O processo de recepção da Gnose pelo Livro de Thoth.
O Livro de Thoth ou Livro M (Livro Mundi), é também uma forma de recepção de conhecimento e propiciador para a manifestação da Gnose. Esse processo de recebimento da Gnose através pode ser Zotheriana ou Voduísta, dependendo do enfoque ou da busca que temos com as cartas.
Diferente da Astrologia, o Livro de Thoth é uma espécie de instrumento que foca determinado local. Uma espécie de luneta para outras regiões além da racionalização. É também uma espécie de espelho, que reflete com imagens difusas manifestações não muito bem inteligíveis. Assim podemos chegar a conclusão de que o processo do Livro de Thoth não é algo racional ou lógico, pois passa uma sensação que pode ser bem ou mal interpretada à luz consciente ou racional. Essas sempre ligadas a conceitos que podem limitar sua percepção, por estarem vinculadas a crenças e sistemas muitas vezes errôneos.
O Livro de Thoth é um instrumento além de fé, crenças e sentimentos. Trabalhar com ele é lentamente começar a perceber o mundo de onde ele provém e abandonar percepções errôneas da estrutura do Universo. Isso se deve ao fato de que o operador se vê frente a frente com essa estrutura e pode percebê-la diretamente. Entretanto, as crenças formuladas podem impedir essa manifestação de Gnose. Enquanto ainda temos racionalizações baseadas em religiões ou outros métodos de negação da intuição quanto a verdadeira natureza daquilo que é Absoluto.
Para justificar essas afirmações, basta exemplificar que o Livro de Thoth pode manifestar sensações ou visões das estruturas daquilo que os processos religiosos tocam. O processo religioso busca dar uma explicação metafísica e enquadrar todo conhecimento e percepção humanas dentro de uma determinada teogonia. Ou seja, a religião acaba por tolher qualquer nova manifestação, ao tentar explicá-la com seus termos e se manter. Esse é um cuidado que devemos ter ao tentar compreender qualquer revelação do tipo gnóstica.
A postura de tratamento das informações vindas do Livro de Thoth é semelhante ao processo de trabalho do Zos Kia Cultus. Devemos deixar de lado toda a crença, toda a religião, toda a fé, para que ressurja o conteúdo oculto atrás das lâminas. A melhor forma de receber a mensagem de um oráculo é não impor interpretações àquilo que ele manifesta. A revelação de um oráculo deve ser percebida pelo próprio estado que o oráculo cria. Qualquer forma de bloqueio deve ser retirada.

Entradas de dados armazenados:

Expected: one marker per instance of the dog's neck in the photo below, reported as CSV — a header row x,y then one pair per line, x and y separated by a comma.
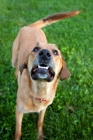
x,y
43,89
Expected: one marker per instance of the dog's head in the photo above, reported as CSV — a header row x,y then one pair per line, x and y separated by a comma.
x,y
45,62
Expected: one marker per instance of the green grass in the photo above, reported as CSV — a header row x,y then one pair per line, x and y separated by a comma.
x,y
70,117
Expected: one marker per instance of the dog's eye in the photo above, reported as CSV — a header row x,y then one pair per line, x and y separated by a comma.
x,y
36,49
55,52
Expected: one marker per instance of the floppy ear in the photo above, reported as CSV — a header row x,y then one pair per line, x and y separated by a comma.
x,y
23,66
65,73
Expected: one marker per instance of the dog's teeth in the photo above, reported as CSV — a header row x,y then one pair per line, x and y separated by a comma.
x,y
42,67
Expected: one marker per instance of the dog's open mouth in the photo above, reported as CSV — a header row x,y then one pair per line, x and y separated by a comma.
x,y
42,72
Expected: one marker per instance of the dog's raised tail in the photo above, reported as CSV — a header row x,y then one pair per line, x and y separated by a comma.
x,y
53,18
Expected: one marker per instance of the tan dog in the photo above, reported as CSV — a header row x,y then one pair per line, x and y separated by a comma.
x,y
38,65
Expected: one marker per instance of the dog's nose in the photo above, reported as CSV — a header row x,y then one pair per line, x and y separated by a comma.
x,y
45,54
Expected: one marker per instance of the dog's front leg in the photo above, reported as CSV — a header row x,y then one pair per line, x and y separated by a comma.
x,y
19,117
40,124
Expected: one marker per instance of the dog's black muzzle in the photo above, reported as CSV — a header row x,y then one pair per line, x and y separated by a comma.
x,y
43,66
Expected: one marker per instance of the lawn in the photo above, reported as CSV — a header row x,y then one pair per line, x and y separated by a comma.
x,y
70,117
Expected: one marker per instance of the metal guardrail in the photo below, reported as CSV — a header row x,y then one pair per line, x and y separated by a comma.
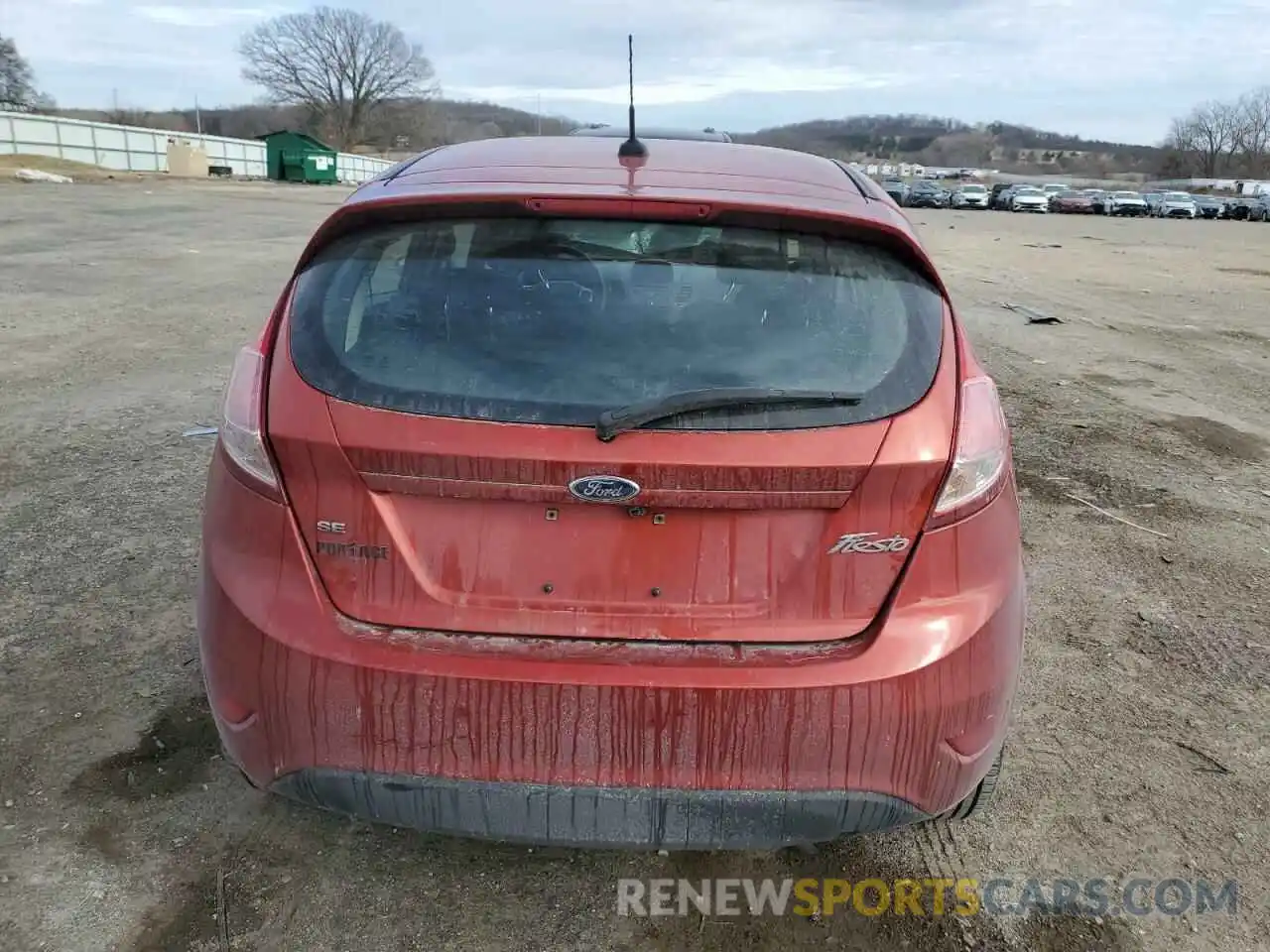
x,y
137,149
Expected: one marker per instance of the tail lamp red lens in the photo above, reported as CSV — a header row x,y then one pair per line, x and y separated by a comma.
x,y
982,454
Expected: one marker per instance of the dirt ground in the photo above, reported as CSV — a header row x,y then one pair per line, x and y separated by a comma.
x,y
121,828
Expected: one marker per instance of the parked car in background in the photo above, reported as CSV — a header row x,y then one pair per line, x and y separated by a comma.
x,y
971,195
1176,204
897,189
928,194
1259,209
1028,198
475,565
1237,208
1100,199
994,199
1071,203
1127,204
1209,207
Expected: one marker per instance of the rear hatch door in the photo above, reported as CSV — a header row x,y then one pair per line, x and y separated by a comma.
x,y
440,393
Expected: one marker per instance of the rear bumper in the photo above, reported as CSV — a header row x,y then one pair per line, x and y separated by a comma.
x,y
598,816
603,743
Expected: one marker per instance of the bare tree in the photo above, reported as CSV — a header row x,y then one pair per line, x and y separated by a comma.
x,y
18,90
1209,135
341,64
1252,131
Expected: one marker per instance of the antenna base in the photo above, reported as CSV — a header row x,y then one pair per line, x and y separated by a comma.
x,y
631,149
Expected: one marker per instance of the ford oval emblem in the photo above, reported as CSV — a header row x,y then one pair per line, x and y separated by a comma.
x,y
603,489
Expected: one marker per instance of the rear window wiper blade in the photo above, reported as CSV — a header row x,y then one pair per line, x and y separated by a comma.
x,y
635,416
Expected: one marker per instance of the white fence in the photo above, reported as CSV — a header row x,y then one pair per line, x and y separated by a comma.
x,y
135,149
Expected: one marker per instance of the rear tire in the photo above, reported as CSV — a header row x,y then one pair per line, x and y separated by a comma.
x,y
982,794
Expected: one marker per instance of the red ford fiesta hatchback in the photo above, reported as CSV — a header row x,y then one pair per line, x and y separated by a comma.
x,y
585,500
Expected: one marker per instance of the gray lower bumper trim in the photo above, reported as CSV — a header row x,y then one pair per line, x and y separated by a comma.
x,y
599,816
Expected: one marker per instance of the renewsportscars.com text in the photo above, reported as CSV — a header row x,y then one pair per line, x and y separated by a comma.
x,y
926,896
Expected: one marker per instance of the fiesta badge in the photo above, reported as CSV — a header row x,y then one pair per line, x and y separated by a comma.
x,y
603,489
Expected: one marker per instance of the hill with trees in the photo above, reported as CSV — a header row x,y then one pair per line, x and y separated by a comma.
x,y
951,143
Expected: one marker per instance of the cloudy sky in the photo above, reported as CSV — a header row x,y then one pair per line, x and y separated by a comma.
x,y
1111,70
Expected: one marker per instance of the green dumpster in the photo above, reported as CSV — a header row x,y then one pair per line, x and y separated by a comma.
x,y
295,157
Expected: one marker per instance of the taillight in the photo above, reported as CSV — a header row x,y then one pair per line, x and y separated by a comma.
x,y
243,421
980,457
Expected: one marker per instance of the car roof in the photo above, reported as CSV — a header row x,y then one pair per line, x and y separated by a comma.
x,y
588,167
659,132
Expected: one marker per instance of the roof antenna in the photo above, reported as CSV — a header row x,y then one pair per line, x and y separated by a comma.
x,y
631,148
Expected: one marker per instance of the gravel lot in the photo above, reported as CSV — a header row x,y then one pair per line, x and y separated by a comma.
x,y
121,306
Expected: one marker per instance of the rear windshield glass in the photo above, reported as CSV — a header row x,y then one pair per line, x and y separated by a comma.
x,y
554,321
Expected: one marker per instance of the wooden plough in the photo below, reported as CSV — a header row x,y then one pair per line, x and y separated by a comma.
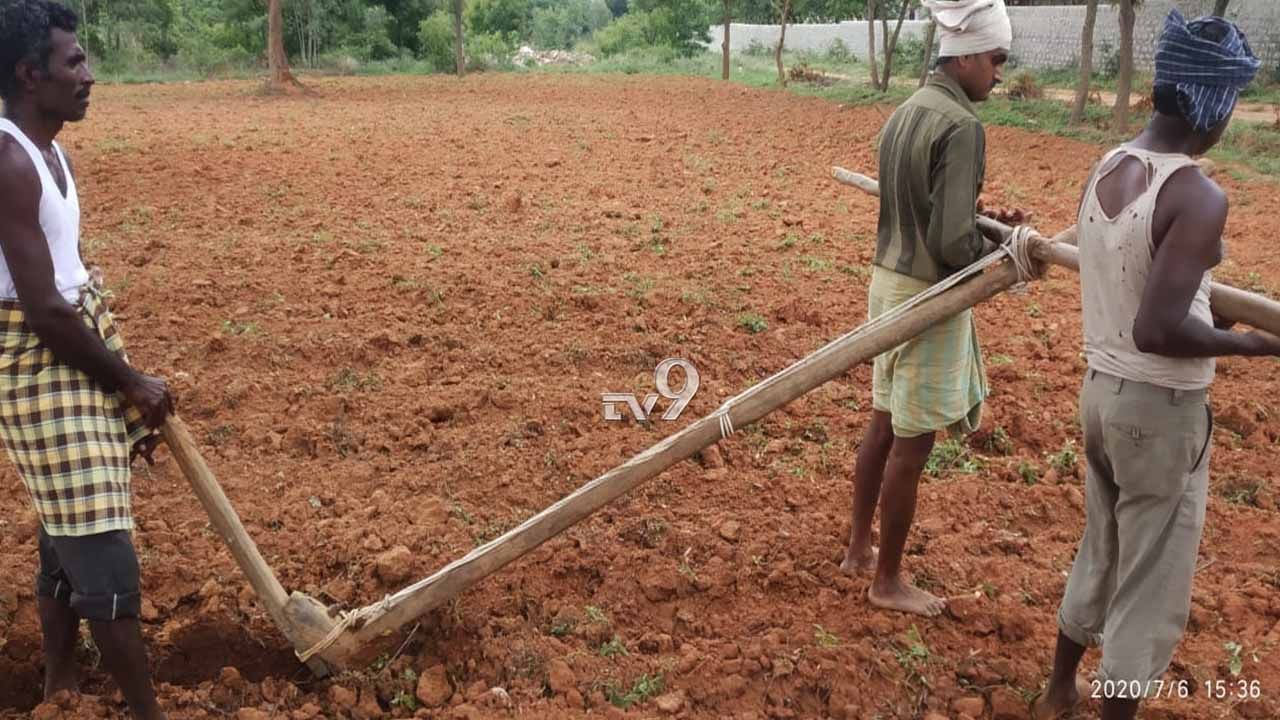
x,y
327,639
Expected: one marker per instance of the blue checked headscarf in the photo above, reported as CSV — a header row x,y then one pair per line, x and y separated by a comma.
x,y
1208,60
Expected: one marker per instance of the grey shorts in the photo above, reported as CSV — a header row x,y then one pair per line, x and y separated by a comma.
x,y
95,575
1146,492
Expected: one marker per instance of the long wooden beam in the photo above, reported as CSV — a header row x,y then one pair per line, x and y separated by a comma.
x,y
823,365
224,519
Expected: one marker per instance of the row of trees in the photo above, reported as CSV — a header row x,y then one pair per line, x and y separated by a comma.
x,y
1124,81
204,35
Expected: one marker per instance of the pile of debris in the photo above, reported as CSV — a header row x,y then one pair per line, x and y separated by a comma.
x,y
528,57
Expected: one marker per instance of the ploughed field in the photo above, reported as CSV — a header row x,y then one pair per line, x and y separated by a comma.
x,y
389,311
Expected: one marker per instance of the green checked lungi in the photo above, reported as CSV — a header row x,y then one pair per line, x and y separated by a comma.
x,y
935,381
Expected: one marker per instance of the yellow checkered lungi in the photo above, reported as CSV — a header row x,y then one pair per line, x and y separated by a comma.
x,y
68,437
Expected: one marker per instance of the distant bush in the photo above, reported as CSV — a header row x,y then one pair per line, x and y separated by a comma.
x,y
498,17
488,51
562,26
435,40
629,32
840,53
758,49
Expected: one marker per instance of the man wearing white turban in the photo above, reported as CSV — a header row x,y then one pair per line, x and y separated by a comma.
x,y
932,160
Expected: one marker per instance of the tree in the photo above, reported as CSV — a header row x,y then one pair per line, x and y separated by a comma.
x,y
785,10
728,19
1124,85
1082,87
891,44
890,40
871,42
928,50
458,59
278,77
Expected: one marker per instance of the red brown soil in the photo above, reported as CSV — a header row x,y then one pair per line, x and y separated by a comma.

- _CONJUNTO DE EXERCÍCIOS_:
• a. Segundo o texto sobre o Livro de Thoth, por que trabalhar com ele leva a "abandonar percepções errôneas da estrutura do Universo"? Responda em uma a três frases.
• b. Continue o texto sobre o Livro de Thoth a partir da última frase apresentada.

- _RESPOSTAS FINAIS_:
• a. Porque, ao trabalhar com o Livro de Thoth, o operador fica frente a frente com a estrutura do Universo e pode percebê-la diretamente.

• b.
Para melhor conceituar o processo do Livro de Thoth, temos de tentar compreender o que é um Tarot. Um Tarot é uma Zona de Poder. Cada página do livro reflete uma ou mais Zonas de Poder, das quais existem três tipos. O primeiro tipo é a cósmica, que compreende objetos como os planetas da Astrologia. O segundo tipo são a Zonas corporais, como os Chakras. O terceiro tipo são as manifestações sefiróticas cabalísticas. Um homem pode ser conceituado como uma Zona de Poder, assim como um grupo que se cerca de determinada prática ou energia também.
As Zonas de Poder são, por fim, condensações das energias do Caos. Através do contato com as Zonas de Poder, temos contato com o Caos. A manifestação do Caos é a manifestação energia pura do Universo. Nesse sentido, o processo se torna voduísta.
Mas como entrar em contato com as Zonas de Poder ? Existem várias formas. No caso em estudo, isso pode ser feito através do Livro de Thoth. Essa manifestação do contato com as Zonas de Poder se dá devido ao fato de suas páginas serem sigilos. Como sigilos, as lâminas apontam para algum local onde estão expressas emanações de Zonas de Poder.
Sendo sigilos, para cada operador as lâminas podem ter diferentes desenhos. Pois cada operador tem suas Zonas de Poder individuais, que são acessadas de forma pessoal. Um sigilo pode funcionar para um operador e não funcionar para outro. Portanto, o único baralho eficiente é aquele criado por ele mesmo.
Um sigilo é uma figura que aponta para determinado local no inconsciente. O sigilo funciona como um catalisador, fazendo que esse local se manifeste no consciente. E é dessa forma que o Livro de Thoth funciona.
As páginas do Livro de Thoth refletem a estrutura da Árvore da Vida cabalística. A estrutura da Árvore corresponde no microcosmo à níveis de consciência e não apenas a locais físicos. Alcançando certo nível de consciência, o operador é capaz de resgatar e dominar uma Zona de Poder. Portanto, os símbolos utilizados no Livro de Thoth apenas demonstram o grau de consciência daquele que desenhou as lâminas. Os símbolos tradicionais do Livro de Thoth podem também atrapalhar a manifestação da Gnose vinda das Zonas de Poder, por serem tentativas de racionalização da energia caótica por elas condensada.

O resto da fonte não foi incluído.